SOURCE EXTRACT:
__________

Our health in brief - part three: What we spend on health
This is the third of a four brief series on health expenditure in the public and private sectors. This article describes health expenditure from 1 April 2019 to the 31 March 2020. It is a simpler, edited version of this article published on the GroundUp and the Helen Suzman Foundation websites.
It is possible to piece together most health expenditure between 1 April 2019 and 31 March 2020. But no information is available on the following items:
- Local government expenditure directly on health services financed out of own revenue
Out of pocket expenditures by the medically insured
Out of pocket expenditures by medical aid beneficiaries not captured by medical aid information systems.
Every effort has been made to avoid double counting.
The main findings are: Aggregate expenditure on health is estimated at R462 billion in 2019, representing 9.0% of gross domestic product in that year. Of this total, 48.7% was spent in the public sector and 51.3% in the private sector. 1.8% of aggregate health expenditure benefited all South Africans, 43.9% benefited medical aid beneficiaries, and 2.0% the medically insured. 52.3% of aggregate health expenditure was for people covered neither by medical aid nor by medical insurance - this is the sum of public spending plus what was spent by this group at private facilities. 40.2% of aggregate expenditure was financed by medical aid benefit expenditure.

__________

RECORD SET:
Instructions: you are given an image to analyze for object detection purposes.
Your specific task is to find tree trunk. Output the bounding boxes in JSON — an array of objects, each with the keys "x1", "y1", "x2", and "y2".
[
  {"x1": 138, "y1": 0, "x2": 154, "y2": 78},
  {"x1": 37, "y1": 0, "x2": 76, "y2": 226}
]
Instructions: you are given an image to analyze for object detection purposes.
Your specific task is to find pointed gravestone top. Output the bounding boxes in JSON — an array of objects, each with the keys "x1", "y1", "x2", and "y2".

__________

TASKS TO COMPLETE:
a - Name every item that the health expenditure article says has no information available for 1 April 2019 to 31 March 2020.
b - According to the health expenditure article, what makes up the 52.3% of aggregate health expenditure spent on people with neither medical aid nor medical insurance? Answer in one to three sentences.
c - Carry on the health expenditure article from its last sentence.

RESULTS IN ORDER:
a -
- Local government expenditure directly on health services financed out of own revenue
- Out of pocket expenditures by the medically insured
- Out of pocket expenditures by medical aid beneficiaries not captured by medical aid information systems

b - The 52.3% is public spending added to what people covered by neither medical aid nor medical insurance spent at private facilities.

c -
Spending by provincial governments accounted for 90.3% of all government spending on health. 77.2% of health expenditure was financed from provincial equitable shares, 21.5% from conditional grants from national government and 1.3% from provincial departmental receipts. This pattern of funding means that provincial expenditure per capita does not depend on provincial GDP. Indeed, per capita Eastern Cape health spending was higher than both the Western Cape and Gauteng and it should have funded a better system than in either of the two provinces. It didn’t.
The more technical version of this article includes much more detailed information.
Two questions arise: given the large amount of money spent on health-care in South Africa, should the system be better? And can more be done to make health expenditure more equitable?